• [Problem requirements]:
Repeat the passage on the Bahrain International Circuit word for word.

The extensive, state-of-the-art complex of the Bahrain International Circuit (BIC) covers an area of 170 hectares and was designed by German architect Hermann Tilke. Construction time was 16 months and costs ran to 150 million US dollars. The project was supported by Sheikh Salman bin Hamad al Khalifa, Bahrain's crown prince and a keen motor racing fan. He is also President of the Bahrain Motor Federation.

70,000 cubic metres of concrete and 8,500 tonnes of steel went into building the circuit, along with 82,000 tyres and 5,000 metres of FIA fencing to secure the track. The circuit holds 50,000 spectators, with the grandstand alone accommodating 10,500. There are generous transport links to the track with exemplary signposting.

Bahrain has five circuit variants, the longest being the GP course at 5.412 km. The maximum rising gradient is 3.6 percent and the maximum downward gradient 5.6 percent. There are 15 corners (six left-handers and nine right-handers) and the start/finish straight is 1,090 metres long.

Entries from a data source
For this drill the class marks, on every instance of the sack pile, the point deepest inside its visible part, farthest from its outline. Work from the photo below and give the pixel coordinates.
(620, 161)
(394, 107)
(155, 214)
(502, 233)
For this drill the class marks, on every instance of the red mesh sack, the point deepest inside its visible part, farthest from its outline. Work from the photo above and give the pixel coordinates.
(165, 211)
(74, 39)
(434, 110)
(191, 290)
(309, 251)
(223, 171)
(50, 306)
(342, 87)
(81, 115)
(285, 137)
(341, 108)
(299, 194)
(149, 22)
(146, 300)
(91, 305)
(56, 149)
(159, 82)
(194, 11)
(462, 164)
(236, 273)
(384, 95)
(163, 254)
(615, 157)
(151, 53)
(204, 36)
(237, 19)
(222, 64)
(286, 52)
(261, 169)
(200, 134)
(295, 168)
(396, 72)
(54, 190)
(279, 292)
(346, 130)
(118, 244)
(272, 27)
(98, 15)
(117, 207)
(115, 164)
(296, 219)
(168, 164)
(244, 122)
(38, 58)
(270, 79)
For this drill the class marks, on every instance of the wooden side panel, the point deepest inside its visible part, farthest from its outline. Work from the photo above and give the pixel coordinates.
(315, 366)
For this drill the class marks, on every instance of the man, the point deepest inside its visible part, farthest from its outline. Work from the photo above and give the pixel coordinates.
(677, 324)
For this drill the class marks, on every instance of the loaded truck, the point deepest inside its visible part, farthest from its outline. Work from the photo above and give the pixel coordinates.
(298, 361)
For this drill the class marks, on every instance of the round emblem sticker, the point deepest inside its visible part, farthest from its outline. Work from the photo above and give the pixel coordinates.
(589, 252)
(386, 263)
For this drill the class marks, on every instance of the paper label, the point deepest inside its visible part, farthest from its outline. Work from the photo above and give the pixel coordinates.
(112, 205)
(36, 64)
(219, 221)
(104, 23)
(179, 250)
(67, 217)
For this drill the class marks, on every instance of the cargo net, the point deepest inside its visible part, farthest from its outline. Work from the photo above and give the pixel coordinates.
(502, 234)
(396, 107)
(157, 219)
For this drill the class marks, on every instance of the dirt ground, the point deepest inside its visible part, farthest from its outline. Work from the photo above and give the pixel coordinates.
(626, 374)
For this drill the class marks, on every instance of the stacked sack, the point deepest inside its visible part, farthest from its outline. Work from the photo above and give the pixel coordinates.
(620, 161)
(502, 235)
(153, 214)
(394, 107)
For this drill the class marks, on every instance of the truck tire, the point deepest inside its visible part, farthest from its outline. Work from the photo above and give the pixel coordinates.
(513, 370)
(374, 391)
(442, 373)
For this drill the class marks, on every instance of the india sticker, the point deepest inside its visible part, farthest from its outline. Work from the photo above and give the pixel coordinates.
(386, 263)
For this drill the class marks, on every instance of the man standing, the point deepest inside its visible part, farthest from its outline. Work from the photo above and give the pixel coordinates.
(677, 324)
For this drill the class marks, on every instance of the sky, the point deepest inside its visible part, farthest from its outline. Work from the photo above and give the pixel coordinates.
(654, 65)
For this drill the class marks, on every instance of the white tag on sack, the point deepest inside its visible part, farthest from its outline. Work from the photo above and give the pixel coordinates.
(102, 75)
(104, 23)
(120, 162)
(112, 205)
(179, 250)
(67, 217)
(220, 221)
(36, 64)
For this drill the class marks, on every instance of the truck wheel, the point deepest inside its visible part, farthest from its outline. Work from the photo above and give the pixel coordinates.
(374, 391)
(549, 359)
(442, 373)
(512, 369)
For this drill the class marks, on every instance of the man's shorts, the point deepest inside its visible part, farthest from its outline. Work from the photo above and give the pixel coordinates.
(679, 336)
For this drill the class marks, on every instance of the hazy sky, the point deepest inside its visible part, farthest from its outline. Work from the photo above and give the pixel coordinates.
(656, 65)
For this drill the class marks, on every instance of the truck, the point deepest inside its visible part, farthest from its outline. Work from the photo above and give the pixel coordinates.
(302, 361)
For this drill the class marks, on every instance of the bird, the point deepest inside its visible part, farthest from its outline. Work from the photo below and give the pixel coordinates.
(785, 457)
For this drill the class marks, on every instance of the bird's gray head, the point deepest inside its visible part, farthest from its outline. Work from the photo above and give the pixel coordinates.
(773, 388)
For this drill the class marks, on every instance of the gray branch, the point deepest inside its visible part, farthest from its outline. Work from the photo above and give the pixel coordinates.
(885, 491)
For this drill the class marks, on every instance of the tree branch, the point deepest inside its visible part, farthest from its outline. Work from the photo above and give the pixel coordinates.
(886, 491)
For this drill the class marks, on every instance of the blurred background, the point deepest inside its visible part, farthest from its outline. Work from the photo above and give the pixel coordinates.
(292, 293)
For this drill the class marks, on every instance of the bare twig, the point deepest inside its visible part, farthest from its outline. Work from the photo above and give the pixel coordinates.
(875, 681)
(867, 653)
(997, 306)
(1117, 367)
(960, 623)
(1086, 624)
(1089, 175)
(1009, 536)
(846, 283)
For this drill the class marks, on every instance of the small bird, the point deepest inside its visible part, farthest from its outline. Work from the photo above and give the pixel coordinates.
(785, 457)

• [Result of the task]:
The extensive, state-of-the-art complex of the Bahrain International Circuit (BIC) covers an area of 170 hectares and was designed by German architect Hermann Tilke. Construction time was 16 months and costs ran to 150 million US dollars. The project was supported by Sheikh Salman bin Hamad al Khalifa, Bahrain's crown prince and a keen motor racing fan. He is also President of the Bahrain Motor Federation.

70,000 cubic metres of concrete and 8,500 tonnes of steel went into building the circuit, along with 82,000 tyres and 5,000 metres of FIA fencing to secure the track. The circuit holds 50,000 spectators, with the grandstand alone accommodating 10,500. There are generous transport links to the track with exemplary signposting.

Bahrain has five circuit variants, the longest being the GP course at 5.412 km. The maximum rising gradient is 3.6 percent and the maximum downward gradient 5.6 percent. There are 15 corners (six left-handers and nine right-handers) and the start/finish straight is 1,090 metres long.